_DATA SUPPLIED_.
== == ==

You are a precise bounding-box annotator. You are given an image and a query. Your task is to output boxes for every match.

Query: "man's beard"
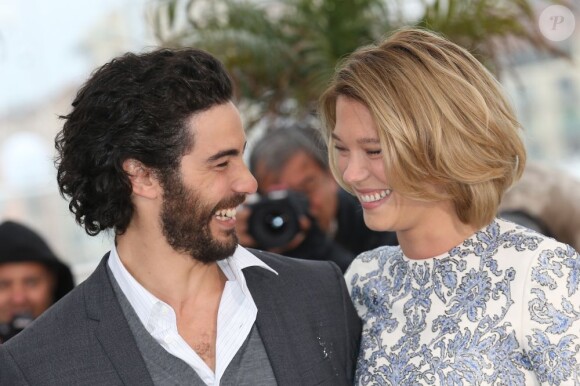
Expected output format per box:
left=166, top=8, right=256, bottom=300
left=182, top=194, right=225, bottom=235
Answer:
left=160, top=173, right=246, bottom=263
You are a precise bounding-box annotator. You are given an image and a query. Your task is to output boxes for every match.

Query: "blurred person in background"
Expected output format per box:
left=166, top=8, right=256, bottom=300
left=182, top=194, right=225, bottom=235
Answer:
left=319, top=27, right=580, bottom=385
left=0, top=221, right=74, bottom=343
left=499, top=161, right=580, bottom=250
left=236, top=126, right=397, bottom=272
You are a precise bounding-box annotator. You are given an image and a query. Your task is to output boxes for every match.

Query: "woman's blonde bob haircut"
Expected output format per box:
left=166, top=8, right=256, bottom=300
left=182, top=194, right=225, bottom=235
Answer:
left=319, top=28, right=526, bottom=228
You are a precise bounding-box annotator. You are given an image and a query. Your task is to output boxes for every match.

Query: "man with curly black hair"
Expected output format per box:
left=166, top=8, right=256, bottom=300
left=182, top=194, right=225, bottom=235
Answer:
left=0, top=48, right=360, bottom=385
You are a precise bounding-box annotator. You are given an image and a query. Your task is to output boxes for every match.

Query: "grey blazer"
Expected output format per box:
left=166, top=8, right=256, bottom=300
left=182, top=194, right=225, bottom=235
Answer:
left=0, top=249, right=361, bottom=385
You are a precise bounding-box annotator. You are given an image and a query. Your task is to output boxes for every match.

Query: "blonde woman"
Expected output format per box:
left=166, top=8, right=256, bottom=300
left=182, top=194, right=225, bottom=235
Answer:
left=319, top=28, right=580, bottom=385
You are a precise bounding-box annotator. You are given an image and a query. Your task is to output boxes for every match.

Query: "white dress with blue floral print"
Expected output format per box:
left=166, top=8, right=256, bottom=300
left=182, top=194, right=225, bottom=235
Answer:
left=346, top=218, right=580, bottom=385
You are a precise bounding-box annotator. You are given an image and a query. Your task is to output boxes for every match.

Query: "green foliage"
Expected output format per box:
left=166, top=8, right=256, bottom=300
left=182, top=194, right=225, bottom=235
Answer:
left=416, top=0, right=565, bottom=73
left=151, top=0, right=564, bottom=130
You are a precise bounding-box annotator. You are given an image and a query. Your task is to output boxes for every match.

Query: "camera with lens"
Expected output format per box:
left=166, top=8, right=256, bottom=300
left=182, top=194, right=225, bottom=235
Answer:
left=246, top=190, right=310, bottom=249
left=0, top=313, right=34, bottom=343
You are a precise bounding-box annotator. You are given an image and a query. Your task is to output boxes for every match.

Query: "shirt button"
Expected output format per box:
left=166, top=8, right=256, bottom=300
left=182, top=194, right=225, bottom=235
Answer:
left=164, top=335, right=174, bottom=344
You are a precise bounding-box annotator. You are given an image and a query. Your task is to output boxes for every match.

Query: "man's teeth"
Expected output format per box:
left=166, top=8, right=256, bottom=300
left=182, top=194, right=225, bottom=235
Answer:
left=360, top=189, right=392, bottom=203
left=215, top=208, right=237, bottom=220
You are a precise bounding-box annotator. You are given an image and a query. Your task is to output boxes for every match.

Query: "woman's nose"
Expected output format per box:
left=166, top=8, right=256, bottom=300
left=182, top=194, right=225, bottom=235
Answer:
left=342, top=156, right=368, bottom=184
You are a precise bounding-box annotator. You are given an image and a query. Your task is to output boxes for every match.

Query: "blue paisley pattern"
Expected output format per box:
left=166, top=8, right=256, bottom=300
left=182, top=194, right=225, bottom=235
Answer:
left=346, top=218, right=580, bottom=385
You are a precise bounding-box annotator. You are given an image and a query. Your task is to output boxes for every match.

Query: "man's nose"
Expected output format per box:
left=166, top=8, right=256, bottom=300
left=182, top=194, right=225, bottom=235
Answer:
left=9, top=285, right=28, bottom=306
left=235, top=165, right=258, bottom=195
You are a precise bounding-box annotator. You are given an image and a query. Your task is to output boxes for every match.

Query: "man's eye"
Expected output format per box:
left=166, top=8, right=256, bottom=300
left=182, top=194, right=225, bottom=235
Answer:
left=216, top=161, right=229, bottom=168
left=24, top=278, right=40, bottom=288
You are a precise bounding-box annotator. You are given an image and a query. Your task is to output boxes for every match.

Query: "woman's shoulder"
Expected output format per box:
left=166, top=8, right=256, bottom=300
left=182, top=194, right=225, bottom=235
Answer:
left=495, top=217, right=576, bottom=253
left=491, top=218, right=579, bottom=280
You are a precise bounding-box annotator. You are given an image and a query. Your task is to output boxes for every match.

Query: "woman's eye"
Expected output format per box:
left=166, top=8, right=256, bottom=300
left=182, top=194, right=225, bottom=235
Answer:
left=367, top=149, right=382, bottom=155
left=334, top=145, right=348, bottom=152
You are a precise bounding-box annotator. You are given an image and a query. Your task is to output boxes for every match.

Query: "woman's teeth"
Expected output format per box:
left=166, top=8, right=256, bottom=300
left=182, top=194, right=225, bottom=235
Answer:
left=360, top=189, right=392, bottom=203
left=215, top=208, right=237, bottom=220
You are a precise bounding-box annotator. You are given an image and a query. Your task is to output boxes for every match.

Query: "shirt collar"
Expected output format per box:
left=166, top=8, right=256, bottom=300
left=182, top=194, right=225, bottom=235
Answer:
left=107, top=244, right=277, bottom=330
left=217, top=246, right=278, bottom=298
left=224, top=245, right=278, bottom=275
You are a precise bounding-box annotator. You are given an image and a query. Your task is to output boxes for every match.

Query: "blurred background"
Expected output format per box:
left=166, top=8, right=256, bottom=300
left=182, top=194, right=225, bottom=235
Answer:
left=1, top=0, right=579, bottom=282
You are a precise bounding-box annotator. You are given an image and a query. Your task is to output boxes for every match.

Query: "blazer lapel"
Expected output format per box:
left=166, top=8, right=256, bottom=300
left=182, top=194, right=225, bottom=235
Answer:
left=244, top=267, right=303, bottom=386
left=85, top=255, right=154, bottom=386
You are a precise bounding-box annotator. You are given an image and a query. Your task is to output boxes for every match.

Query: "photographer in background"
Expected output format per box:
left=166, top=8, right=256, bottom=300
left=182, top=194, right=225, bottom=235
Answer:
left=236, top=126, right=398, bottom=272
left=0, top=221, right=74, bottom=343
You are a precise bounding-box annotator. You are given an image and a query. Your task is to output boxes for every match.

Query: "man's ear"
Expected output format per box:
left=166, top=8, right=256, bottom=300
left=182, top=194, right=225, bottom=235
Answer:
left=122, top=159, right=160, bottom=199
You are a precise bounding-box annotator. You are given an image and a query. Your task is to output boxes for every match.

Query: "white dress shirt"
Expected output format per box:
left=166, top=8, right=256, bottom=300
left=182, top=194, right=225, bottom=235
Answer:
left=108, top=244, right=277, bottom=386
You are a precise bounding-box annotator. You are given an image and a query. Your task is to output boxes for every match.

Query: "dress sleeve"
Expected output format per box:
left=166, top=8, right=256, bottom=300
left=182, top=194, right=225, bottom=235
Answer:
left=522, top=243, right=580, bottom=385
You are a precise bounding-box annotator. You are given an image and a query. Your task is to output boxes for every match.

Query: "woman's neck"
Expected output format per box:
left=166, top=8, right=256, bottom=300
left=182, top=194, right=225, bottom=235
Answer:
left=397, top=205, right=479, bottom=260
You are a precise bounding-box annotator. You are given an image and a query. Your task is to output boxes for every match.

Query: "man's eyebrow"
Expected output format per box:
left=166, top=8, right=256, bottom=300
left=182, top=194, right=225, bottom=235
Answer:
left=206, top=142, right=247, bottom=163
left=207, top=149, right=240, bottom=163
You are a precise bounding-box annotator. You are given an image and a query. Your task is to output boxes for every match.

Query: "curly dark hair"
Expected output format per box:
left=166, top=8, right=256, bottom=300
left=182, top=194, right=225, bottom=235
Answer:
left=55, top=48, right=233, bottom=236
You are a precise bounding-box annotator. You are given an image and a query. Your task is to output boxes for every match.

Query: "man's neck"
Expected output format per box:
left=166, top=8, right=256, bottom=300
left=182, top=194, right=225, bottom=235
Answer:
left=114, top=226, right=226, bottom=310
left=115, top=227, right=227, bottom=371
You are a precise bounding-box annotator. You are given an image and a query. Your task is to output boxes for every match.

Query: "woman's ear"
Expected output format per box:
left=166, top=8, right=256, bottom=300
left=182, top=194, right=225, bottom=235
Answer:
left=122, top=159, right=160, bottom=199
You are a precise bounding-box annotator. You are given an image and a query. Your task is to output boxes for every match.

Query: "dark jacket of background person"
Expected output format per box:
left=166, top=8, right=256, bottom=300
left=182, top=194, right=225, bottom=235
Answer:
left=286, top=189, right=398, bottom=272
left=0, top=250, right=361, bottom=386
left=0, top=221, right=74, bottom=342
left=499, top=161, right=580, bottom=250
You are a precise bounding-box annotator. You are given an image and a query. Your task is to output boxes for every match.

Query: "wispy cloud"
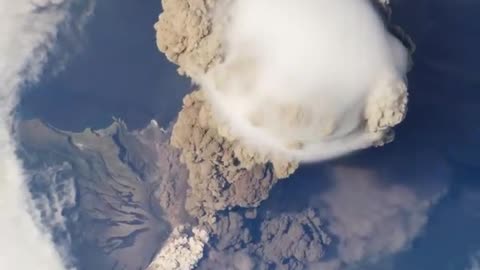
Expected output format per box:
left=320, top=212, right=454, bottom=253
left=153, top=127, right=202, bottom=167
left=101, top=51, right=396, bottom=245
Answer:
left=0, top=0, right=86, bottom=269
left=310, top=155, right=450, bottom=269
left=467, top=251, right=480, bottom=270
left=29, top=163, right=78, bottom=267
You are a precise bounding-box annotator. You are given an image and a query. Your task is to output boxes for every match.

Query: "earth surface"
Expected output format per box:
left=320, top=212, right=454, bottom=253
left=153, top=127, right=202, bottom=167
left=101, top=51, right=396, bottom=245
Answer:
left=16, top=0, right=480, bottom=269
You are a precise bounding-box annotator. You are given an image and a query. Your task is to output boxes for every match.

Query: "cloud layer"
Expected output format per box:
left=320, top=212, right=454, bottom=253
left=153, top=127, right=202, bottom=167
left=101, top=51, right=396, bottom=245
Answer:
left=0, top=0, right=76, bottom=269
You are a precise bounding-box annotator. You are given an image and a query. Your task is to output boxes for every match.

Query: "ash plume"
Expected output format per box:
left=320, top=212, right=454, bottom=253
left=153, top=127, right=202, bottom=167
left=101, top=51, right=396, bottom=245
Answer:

== == ==

_PROBLEM DESCRIPTION_. Scan the data above; copy every line where "curly" appears.

_EXPECTED OUTPUT_.
Query: "man with curly black hair"
Query: "curly dark hair"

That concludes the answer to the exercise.